Extrait de page
-----

Prince d'une monarchie sans frontière, l'Aga Khan IV est décédé
Prince d'une monarchie sans frontière, l'Aga Khan IV est décédé
Leader respecté des ismaéliens et philanthrope engagé, l’Aga Kan IV est décédé. Il aura consacré toute sa vie à l’amélioration des conditions de vie de ses fidèles et au développement de nombreuses initiatives humanitaires et culturelles à travers le monde. Il régnait sur une monarchie théocratique qui n’avait aucune frontière.
C’est son site officiel qui l’annoncé en début de soirée. L’Aga Khan IV, figure incontournable et philanthrope est décédé à l’âge de 88 ans. Leader des Ismaéliens, une communauté musulmane shiite de 15 millions de personnes, il régnait sur une monarchie théocratique qui n’avait aucune frontière.
Un prince philanthrope et engagé
Né le 13 décembre 1936 à Genève, Karim Aga Khan IV a accédé à l’imamat en 1957 alors qu'il était encore étudiant à Harvard. Pendant plus de six décennies, il aura guidé la communauté ismaélienne avec sagesse et modernité, mettant en place des institutions destinées à promouvoir l’éducation, la santé et le développement économique, notamment au sein du Réseau Aga Khan de développement (AKDN), qui œuvre dans plusieurs pays.
Considéré comme un descendant direct du prophète Mahomet, toute sa vie, l’Aga Khan a su bâtir des ponts entre les cultures et promouvoir un islam progressiste, axé sur la connaissance, la tolérance et l’engagement social. « L'islam n'est pas une confession de conflit ou de désordre social, c'est une religion de paix Il est instrumentalisé dans des situations essentiellement politiques, mais qui sont présentées, pour diverses raisons, dans un contexte théologique», comme le rappelle le quotidien La Croix. Son rôle dans le dialogue interreligieux et son action en faveur de la paix lui ont valu une reconnaissance internationale. Il était régulièrement consulté par les chefs d’État et les organisations internationales sur des questions de développement et de coopération. En 1972, lorsque le gouvernement du président ougandais Idi Amin Dada prend la décision d’expulser les pakistanais ismaéliens, il téléphone au Premier ministre Trudeau (le père de l’actuel détenteur du titre) pour que celui délivre des milliers de visas à ses concitoyens. Il aida aussi la communauté asiatique, visée par ce décret, à partir s’installer dans d’autres pays africains comme au Kenya où il avait passé sa jeunesse et pour lequel il conservait une affection particulière.

-----

Lignes
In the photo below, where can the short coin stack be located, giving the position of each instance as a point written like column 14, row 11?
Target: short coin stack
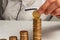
column 23, row 35
column 3, row 39
column 36, row 26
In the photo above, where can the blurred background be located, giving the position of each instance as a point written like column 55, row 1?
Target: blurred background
column 17, row 10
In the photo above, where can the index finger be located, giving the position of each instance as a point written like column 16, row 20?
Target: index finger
column 43, row 7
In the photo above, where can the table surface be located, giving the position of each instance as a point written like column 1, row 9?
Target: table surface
column 50, row 29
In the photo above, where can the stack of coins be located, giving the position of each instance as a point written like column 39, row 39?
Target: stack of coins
column 12, row 38
column 36, row 29
column 23, row 35
column 36, row 26
column 3, row 39
column 36, row 14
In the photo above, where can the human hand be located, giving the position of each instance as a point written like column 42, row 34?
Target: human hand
column 50, row 7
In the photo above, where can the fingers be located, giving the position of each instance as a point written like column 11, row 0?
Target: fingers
column 43, row 7
column 51, row 8
column 56, row 13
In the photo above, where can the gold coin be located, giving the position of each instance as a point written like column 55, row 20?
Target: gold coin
column 36, row 15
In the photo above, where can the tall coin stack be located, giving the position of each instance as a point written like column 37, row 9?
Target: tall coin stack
column 36, row 26
column 23, row 35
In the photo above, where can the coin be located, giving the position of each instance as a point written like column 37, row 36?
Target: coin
column 36, row 14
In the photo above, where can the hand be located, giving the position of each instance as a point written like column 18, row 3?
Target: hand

-----

Consigne donnée
Recopiez à l'identique, dans l'article sur la mort de l'Aga Khan IV, tout le passage qui va de « Un prince philanthrope » jusqu'à « dans plusieurs pays. ».

Réponse attendue
Un prince philanthrope et engagé
Né le 13 décembre 1936 à Genève, Karim Aga Khan IV a accédé à l’imamat en 1957 alors qu'il était encore étudiant à Harvard. Pendant plus de six décennies, il aura guidé la communauté ismaélienne avec sagesse et modernité, mettant en place des institutions destinées à promouvoir l’éducation, la santé et le développement économique, notamment au sein du Réseau Aga Khan de développement (AKDN), qui œuvre dans plusieurs pays.